**WHAT YOU NEED TO DO**
Please copy all the lines that follow, word for word.

Location identification entries
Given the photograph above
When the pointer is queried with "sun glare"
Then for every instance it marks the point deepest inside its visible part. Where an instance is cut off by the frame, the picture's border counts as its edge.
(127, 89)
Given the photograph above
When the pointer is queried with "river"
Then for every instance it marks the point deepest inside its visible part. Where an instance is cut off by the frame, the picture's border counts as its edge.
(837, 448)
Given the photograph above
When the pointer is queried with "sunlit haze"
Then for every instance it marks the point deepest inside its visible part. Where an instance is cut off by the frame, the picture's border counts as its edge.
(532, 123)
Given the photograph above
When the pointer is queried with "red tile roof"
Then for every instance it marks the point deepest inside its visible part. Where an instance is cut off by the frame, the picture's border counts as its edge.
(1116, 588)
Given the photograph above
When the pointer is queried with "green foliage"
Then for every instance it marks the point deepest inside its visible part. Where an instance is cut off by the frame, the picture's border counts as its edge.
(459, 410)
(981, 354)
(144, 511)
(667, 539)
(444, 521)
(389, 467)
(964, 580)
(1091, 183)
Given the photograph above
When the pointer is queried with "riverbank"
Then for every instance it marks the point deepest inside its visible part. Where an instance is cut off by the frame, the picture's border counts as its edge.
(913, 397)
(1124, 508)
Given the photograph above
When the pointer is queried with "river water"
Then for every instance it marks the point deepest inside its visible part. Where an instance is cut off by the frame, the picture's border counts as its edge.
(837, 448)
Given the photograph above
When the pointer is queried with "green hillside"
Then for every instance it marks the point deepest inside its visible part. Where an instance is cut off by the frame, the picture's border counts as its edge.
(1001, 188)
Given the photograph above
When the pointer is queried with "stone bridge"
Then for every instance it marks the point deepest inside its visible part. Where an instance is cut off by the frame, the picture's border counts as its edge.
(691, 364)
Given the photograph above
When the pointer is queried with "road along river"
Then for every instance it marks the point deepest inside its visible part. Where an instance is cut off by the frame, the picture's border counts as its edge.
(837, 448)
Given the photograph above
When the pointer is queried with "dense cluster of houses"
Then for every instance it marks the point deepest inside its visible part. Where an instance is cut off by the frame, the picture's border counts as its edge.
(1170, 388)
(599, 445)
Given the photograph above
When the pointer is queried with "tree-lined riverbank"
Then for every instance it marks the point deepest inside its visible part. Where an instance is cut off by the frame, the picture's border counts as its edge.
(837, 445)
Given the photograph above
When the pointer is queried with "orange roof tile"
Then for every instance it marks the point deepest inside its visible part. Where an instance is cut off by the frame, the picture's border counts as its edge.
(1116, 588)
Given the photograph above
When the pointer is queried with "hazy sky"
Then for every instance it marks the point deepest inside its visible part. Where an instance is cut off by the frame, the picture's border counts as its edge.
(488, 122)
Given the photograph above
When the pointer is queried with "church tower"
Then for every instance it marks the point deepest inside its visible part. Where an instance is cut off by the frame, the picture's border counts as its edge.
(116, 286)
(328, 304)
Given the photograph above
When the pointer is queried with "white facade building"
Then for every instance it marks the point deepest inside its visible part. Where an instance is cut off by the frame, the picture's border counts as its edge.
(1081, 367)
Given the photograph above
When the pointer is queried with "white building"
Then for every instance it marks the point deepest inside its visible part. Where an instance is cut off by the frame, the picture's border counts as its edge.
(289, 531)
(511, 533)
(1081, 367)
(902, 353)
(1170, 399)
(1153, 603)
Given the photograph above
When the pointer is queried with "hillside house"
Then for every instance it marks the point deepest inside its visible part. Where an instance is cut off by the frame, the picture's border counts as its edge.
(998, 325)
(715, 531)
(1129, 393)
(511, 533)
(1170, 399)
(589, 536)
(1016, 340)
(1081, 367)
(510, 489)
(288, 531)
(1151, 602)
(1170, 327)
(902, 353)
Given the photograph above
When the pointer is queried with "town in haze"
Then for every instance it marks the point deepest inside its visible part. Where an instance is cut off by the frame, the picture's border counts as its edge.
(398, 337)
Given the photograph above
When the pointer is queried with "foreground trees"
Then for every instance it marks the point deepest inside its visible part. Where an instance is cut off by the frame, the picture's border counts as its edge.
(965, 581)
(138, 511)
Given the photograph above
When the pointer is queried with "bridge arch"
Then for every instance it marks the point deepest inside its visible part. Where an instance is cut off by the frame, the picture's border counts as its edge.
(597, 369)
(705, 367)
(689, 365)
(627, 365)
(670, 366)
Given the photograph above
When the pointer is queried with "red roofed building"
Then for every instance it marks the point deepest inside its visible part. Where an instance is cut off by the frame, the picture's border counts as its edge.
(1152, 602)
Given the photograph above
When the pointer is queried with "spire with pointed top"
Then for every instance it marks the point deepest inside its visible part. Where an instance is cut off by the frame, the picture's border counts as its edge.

**WRITTEN ANSWER**
Given the photograph above
When the pointer is queried with "sun glare"
Then for every instance it marks the point deepest inside its visible part. Where an instance is cut off by the frame, the picture's border counts as its edge.
(127, 89)
Given the photograph above
When the pointer is queried with "river"
Then for every instance it marks the point deepest inside its visible part. Where an instance is cut off by the frame, the picture's border counts as its edge.
(837, 448)
Given the photograph above
When the pointer is queried with "sunlit haze"
Then for every instance it marks the point deepest inside its visible part. Where an instance is cut off by the frame, the picture's border counts as its edge.
(532, 123)
Given the photograph above
When the pointer is queried with "red tile roof"
Then for every instance it marks the point deepest inside its visible part. Where an instance is cut off by the frame, the picture's border counts as its edge.
(1116, 588)
Given the photograph above
When the pointer is queried with "green foliage"
Then for every instance it marks the point deepest inside its visible part. Where an instance is cut off by the frame, the picture's border counts as its edge.
(459, 410)
(981, 354)
(144, 511)
(667, 539)
(444, 521)
(389, 467)
(964, 580)
(1091, 183)
Given the photograph above
When the pointer is queried with "riverbank"
Then for every instance it marks the point deepest inside its visible part. Where an instance is cut off by the frame, the picture's border counts as its edge.
(913, 397)
(1124, 508)
Given the photograph above
When the pointer is queried with "river water"
Then for every instance it marks the point deepest inside its visible part. Where an instance is cut off by the frame, the picture's border counts as its edge.
(837, 448)
Given the photograph above
When the pointer is queried with "green hillside"
Then for every instance it marks the point deepest inside its visible part. Where an instance is cut off by the frame, the picture's border counts as its edge.
(1001, 188)
Given the photograph above
When the pointer is queried with "stone bridge"
Then for every instance it marks the point deepest inside its visible part. Where an instance is cut off by the frame, the picture's border counts as its edge.
(691, 364)
Given the photograph above
When the pointer is queried with "road along river"
Then for every instance it marks the point deepest inside its visible part. Where an instance is cut off by the frame, the picture's border counts as its edge.
(837, 448)
Given the photograph above
When the pointer is queried with "dense cluster of houses"
Then for every instance it marks the point deepest inside its visible part. Where an instance is cut off by the frame, the picture's border counts as its edge.
(1170, 388)
(599, 445)
Given the photograph above
When the pointer is queried with "tree-lined riverbank"
Then for every instance it marks the point deepest inside its visible part. Where an instance is cut off by the frame, the picture's border counts as its edge.
(837, 445)
Given the photograph above
When the pointer is queried with "orange roof tile"
Then for every instance it marks the point deepest inside its visible part. Where an instance is cut off by the frame, the picture's border counts as its edge.
(1116, 588)
Given the photograph above
When the pointer is queried with "hazy sky"
Then for every instance it marks the point deepest inside its visible part. Where an instance is cut off by the frame, the picture's border counts as its edge.
(488, 122)
Given the photograph above
When the pointer is queried with "church tower"
Then for every instance it marks the point deepest inside its visible part. Where an instance is cut off by the frame, the picture's border counts as its edge.
(116, 286)
(328, 304)
Given the photograph above
When the pointer is queried with "white facade building"
Then for every instance it marks the point deepest inside its visible part. Where an instance is cut off by the frame, the picture's border counts as its edge.
(1081, 367)
Given the photograph above
When the pointer is queried with "white building"
Then for every instance it marks the point deepest inside its visible part. Where an instance is cut off by the frame, the picture's border counts as its edge.
(289, 531)
(511, 533)
(1081, 367)
(902, 353)
(1170, 399)
(1153, 603)
Given the photograph above
When the pointer is queried with "hillside house"
Then for every instance it marks the point deepest inside its visible part. Where an instance is cut off by the frame, the picture's border counts as its edge.
(998, 325)
(715, 531)
(1129, 393)
(511, 533)
(1170, 399)
(589, 536)
(1016, 340)
(1081, 367)
(510, 489)
(288, 531)
(1151, 602)
(1170, 327)
(902, 353)
Given the photograph above
When the pointer is queried with "town in haze"
Then for every instance it marks the point deepest inside its visible part. Where an instance is cut off by the frame, the picture's border counts as its edge.
(398, 337)
Given the photograph above
When the pointer is queried with "foreground trees"
Then for every instance it marks the point deepest inside its visible part. Where an instance is cut off by the frame, the picture's border counts as its edge.
(965, 581)
(138, 511)
Given the photograph above
When the pointer is queried with "bridge arch"
Then for every instance it marks the point deepest inside its visible part. Where an instance is cut off by the frame, the picture's border counts as its edge.
(597, 369)
(705, 367)
(689, 365)
(627, 365)
(670, 366)
Given the photograph above
When the pointer is queried with "red roofed building"
Then for every instance it marks the point deepest inside its visible part. Where an instance is cut off by the frame, the picture's border counts as its edge.
(1152, 602)
Given the photograph above
When the pointer is queried with "spire with pointed top"
Then for every instance it marks the point deepest inside its visible part. Where an instance is cut off by the frame, the picture's border counts as its edge.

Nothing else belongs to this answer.